> **Stated exercise**: In the proof excerpt, which equation does the regularized function satisfy classically in the open space-time domain?

> **Excerpted passage**:
★ ★ ★

We have by now everything in place to proceed with the proofs.

Proof of Lemma 15 (Subsolution for the regularized problem)

The assertion that ${\bar{p}}_\varepsilon \in C(\mathbf {R}\times [0,T^*))$ follows from the definition (97), the regularity of the Wong–Zakai approximation $u_\varepsilon \in C(\bar{I}\times [0,T^*))$ and that $u_\varepsilon $ satisfies the lateral boundary condition (14) (cf. Lemma 4) pointwise. Moreover, $\bar{p}_{\varepsilon }(x,0)={\bar{p}}_{0,\varepsilon }(x)$ holds true for all $x\in \mathbf {R}$ because of (97), $\mathrm {supp}\,u_0\subset I$ and $u_\varepsilon (x,0)=u_0(x)+\varepsilon $. The upper and lower bound of (98) is a direct consequence of again the definition (97) and the upper and lower bound of (15).

We next have to show that (96) is satisfied for all $(x,t)\in \mathbf {R}\times (0,T^*)$ and all $(q,a,X)\in \mathcal {J}^{2,+}\bar{p}_\varepsilon (x,t)$. The claim is trivial for $(x,t) \in \bigcup _{t\in (0,T^*)} (\nu B^\varepsilon _t{+}I)\times \{t\}$. Indeed, since $u_\varepsilon $ solves (12)–(14) classically in $I\times (0,T^*)$ and $B^\varepsilon $ is smooth we infer from (97), the chain rule and elementary computations that ${\bar{p}}_\varepsilon $ satisfies the porous medium equation $\partial _t{\bar{p}}_\varepsilon = \bar{p}_\varepsilon \partial _{xx}{\bar{p}}_\varepsilon + |\partial _x\bar{p}_\varepsilon |^2$ classically in the open space-time domain $\bigcup _{t\in (0,T^*)} (\nu B^\varepsilon _t{+}I)\times \{t\}$. If $(x,t)\in \bigcup _{t\in (0,T^*)} (\nu B^\varepsilon _t{+}(\mathbf {R}\setminus I))\times \{t\}$, the claim is again trivial by the definition (97) of ${\bar{p}}_\varepsilon $ and (94). This proves (96).

★ ★ ★

> **Rows**:
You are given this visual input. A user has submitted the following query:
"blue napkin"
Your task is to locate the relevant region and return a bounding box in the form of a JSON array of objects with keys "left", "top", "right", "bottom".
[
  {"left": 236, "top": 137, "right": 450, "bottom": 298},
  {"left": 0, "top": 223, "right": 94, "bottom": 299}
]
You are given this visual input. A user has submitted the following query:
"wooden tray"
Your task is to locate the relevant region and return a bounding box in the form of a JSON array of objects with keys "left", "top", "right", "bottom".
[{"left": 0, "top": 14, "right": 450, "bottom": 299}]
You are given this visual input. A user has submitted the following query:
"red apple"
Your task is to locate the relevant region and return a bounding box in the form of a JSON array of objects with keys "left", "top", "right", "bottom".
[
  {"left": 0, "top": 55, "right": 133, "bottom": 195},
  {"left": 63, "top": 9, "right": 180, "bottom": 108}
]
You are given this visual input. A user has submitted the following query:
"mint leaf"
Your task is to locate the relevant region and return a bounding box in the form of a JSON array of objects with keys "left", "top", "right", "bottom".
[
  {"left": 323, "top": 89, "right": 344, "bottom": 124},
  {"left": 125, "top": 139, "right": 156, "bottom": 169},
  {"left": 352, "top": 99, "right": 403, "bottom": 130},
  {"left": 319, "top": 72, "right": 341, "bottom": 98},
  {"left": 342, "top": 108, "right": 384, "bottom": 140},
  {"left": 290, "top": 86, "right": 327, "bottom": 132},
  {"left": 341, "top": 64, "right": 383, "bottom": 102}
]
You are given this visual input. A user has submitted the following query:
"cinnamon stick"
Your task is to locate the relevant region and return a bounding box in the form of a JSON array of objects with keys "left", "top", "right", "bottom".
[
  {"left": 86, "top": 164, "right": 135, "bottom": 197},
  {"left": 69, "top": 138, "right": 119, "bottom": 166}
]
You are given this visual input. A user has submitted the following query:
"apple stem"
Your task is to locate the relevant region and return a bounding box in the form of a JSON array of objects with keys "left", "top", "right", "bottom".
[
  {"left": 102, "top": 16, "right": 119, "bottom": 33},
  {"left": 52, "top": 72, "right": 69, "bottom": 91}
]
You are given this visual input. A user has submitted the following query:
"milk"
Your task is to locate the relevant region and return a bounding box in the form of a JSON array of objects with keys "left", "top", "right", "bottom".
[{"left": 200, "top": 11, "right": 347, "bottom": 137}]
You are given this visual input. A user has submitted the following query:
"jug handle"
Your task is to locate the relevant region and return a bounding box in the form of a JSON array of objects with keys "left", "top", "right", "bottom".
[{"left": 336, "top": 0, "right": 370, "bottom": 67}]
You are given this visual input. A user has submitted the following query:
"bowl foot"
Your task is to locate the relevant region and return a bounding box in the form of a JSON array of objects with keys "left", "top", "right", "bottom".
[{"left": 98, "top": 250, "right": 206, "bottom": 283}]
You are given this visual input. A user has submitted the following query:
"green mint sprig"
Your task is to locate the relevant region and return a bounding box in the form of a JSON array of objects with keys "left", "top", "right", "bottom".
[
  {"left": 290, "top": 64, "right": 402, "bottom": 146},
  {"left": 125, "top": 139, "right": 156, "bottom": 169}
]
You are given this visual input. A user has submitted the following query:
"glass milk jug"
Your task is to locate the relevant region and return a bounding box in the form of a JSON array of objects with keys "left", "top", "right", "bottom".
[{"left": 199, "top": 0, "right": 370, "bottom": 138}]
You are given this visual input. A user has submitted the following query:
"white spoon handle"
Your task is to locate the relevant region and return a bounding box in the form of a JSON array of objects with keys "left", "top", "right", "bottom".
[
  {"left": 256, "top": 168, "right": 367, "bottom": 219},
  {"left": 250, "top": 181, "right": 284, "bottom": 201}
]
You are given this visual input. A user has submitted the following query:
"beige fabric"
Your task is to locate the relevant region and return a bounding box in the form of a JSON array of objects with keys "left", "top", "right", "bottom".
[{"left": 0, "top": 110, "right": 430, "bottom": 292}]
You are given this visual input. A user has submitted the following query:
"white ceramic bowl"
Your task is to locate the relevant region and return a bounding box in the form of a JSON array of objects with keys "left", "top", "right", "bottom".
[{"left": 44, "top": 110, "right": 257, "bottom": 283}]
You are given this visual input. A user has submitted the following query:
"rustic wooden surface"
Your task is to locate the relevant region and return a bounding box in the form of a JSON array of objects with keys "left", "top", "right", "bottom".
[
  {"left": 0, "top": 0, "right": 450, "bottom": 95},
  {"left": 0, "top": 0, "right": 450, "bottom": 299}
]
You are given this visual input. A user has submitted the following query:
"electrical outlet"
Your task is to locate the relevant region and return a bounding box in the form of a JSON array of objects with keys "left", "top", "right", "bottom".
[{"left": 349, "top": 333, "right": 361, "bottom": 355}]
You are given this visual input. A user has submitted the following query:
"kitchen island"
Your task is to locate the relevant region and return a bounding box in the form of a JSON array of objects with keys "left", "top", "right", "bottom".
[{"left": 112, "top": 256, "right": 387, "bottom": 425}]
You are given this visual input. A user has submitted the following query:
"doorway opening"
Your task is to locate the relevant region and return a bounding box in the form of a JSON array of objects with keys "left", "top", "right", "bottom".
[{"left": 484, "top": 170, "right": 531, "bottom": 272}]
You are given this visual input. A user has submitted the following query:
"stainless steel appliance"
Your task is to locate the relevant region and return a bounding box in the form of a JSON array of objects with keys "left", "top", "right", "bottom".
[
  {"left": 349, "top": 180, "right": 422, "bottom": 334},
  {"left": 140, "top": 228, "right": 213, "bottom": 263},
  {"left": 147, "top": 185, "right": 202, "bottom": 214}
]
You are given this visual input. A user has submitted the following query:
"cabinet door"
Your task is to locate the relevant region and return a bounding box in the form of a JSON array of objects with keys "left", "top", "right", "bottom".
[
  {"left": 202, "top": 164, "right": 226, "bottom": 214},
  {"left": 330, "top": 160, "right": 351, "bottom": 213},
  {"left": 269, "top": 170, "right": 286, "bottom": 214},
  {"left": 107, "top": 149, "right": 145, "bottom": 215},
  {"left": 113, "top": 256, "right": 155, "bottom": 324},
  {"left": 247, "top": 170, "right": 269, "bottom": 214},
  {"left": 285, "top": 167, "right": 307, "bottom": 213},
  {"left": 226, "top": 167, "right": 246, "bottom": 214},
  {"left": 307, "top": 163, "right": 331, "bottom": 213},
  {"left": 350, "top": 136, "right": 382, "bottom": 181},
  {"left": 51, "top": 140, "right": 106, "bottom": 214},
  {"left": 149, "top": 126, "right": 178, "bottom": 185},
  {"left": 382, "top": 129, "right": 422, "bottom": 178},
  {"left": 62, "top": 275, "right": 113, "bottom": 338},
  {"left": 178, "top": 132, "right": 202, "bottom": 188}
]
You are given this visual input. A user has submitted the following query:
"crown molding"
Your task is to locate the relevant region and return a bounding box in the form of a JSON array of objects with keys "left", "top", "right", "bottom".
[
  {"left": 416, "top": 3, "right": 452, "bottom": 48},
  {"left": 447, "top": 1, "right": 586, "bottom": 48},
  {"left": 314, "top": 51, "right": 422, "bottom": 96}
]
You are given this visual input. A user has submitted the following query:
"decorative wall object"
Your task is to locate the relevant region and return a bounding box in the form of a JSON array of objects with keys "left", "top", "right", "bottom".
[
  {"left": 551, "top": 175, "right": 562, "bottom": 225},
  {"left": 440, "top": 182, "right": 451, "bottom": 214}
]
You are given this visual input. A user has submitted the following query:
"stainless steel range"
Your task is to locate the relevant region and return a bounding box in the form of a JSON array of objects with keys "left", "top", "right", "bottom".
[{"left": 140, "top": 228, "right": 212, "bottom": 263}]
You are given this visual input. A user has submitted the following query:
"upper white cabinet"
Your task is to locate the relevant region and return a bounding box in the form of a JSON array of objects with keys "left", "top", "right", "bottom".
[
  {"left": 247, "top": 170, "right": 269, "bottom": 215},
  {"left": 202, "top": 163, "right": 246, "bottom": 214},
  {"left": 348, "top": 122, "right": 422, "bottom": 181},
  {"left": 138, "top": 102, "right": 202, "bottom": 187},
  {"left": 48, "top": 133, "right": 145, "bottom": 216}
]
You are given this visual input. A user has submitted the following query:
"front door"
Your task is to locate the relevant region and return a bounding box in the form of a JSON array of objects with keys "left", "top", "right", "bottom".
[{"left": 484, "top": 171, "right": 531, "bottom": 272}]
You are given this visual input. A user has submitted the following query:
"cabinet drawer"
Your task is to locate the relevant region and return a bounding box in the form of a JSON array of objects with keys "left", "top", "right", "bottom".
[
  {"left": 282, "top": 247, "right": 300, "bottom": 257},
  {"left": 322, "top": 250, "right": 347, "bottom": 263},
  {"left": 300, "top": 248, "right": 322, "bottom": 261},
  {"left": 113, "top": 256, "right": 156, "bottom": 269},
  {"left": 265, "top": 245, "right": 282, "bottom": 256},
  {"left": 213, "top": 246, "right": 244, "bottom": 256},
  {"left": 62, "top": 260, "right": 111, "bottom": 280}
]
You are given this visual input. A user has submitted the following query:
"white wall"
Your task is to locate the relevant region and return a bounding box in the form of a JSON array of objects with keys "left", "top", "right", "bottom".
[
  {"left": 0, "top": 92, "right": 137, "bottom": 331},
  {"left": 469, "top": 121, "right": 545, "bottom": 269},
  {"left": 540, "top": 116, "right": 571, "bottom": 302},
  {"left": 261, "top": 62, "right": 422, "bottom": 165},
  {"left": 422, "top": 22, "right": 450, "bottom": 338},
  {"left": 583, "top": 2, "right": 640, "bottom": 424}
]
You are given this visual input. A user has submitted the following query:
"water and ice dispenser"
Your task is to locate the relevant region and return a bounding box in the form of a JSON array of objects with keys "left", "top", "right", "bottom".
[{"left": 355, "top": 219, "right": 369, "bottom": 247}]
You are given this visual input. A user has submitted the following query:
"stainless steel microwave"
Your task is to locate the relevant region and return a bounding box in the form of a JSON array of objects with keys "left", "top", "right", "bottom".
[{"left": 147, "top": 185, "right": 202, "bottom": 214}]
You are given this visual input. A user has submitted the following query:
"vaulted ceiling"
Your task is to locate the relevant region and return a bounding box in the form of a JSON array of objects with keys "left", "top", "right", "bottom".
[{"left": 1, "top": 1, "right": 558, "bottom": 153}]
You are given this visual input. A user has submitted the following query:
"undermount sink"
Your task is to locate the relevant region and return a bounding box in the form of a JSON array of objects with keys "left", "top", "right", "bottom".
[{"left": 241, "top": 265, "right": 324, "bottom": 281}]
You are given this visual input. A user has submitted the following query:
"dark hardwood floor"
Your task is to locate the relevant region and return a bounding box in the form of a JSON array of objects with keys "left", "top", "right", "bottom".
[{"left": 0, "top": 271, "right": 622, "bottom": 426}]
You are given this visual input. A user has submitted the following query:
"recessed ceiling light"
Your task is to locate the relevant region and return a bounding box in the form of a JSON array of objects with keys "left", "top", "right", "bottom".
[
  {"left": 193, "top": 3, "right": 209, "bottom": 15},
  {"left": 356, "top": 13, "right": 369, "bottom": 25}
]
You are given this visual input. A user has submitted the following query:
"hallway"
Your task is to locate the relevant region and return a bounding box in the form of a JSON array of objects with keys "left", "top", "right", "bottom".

★ ★ ★

> **The result**: The porous medium equation.